Bug 1408309

Summary: Conflicting defaults prevents Image Garbage Collection
Product: OpenShift Container Platform Reporter: Jean Abraham <jeabraha>
Component: NodeAssignee: Seth Jennings <sjenning>
Status: CLOSED ERRATA QA Contact: Zhang Cheng <chezhang>
Severity: medium Docs Contact:
Priority: medium    
Version: 3.4.0CC: aos-bugs, decarr, eparis, jokerman, mmccomas, tdawson
Target Milestone: ---   
Target Release: ---   
Hardware: All   
OS: Linux   
Whiteboard:
Fixed In Version: Doc Type: Bug Fix
Doc Text:
Fixes an issue where docker refuses to start new containers due to reaching dm.min_free_space (default 10%) but the devicemapper thin pool usage does not exceed image-gc-high-threshold (default 90%), so the image reclaim occurs thus, the node is stuck. This is fixed by changing the default image-gc-high-threshold to 85%, which causes image reclaim to occur before the default dm.min_free_space is reached.
Story Points: ---
Clone Of: Environment:
Last Closed: 2017-04-12 19:08:08 UTC Type: Bug
Regression: --- Mount Type: ---
Documentation: --- CRM:
Verified Versions: Category: ---
oVirt Team: --- RHEL 7.3 requirements from Atomic Host:
Cloudforms Team: --- Target Upstream Version:
Embargoed:

Description Jean Abraham 2016-12-22 20:46:48 UTC
Description of problem:
The dm.min_free_space defaults to 10%, which "specifies the min free space percent in a thin pool require for new device creation to succeed....Whenever a new a thin pool device is created (during docker pull or during container creation), the Engine checks if the minimum free space is available. If sufficient space is unavailable, then device creation fails and any relevant docker operation fails." [1]

This setting is preventing the storage usage to cross the 90% limit. However, image GC is expected to kick in only beyond image-gc-high-threshold. The image-gc-high-threshold has a default value of 90%, and hence GC never triggers. If image-gc-high-threshold is set to a value lower than (100 - dm.min_free_space)%, GC triggers.

● **WHAT TO DO**:
1. Answer these from the bug report:
(a) What is the default value of dm.min_free_space?
(b) What new default does the fix give image-gc-high-threshold?
(c) On what date was the bug last closed?
2. Rewrite the part of the bug report starting with "This setting is" and going on through "dm.min_free_space)%, GC triggers.", putting "disk usage" in place of "storage usage".
3. Turn the paragraph of the bug report that begins "This setting is preventing" into a short list that keeps its main facts.

● **DATA ENTRIES**:
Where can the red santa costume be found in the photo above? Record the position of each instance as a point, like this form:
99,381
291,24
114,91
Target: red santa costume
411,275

● **RESULTS FOR THE EXERCISE**:
1.
(a) 10%
(b) 85%
(c) 2017-04-12

2.
This setting is preventing the disk usage to cross the 90% limit. However, image GC is expected to kick in only beyond image-gc-high-threshold. The image-gc-high-threshold has a default value of 90%, and hence GC never triggers. If image-gc-high-threshold is set to a value lower than (100 - dm.min_free_space)%, GC triggers.

3.
- The dm.min_free_space setting keeps storage usage from going past 90%.
- Image GC is meant to start only above image-gc-high-threshold.
- That threshold defaults to 90%, so GC never starts.
- GC does start if image-gc-high-threshold is set below (100 - dm.min_free_space)%.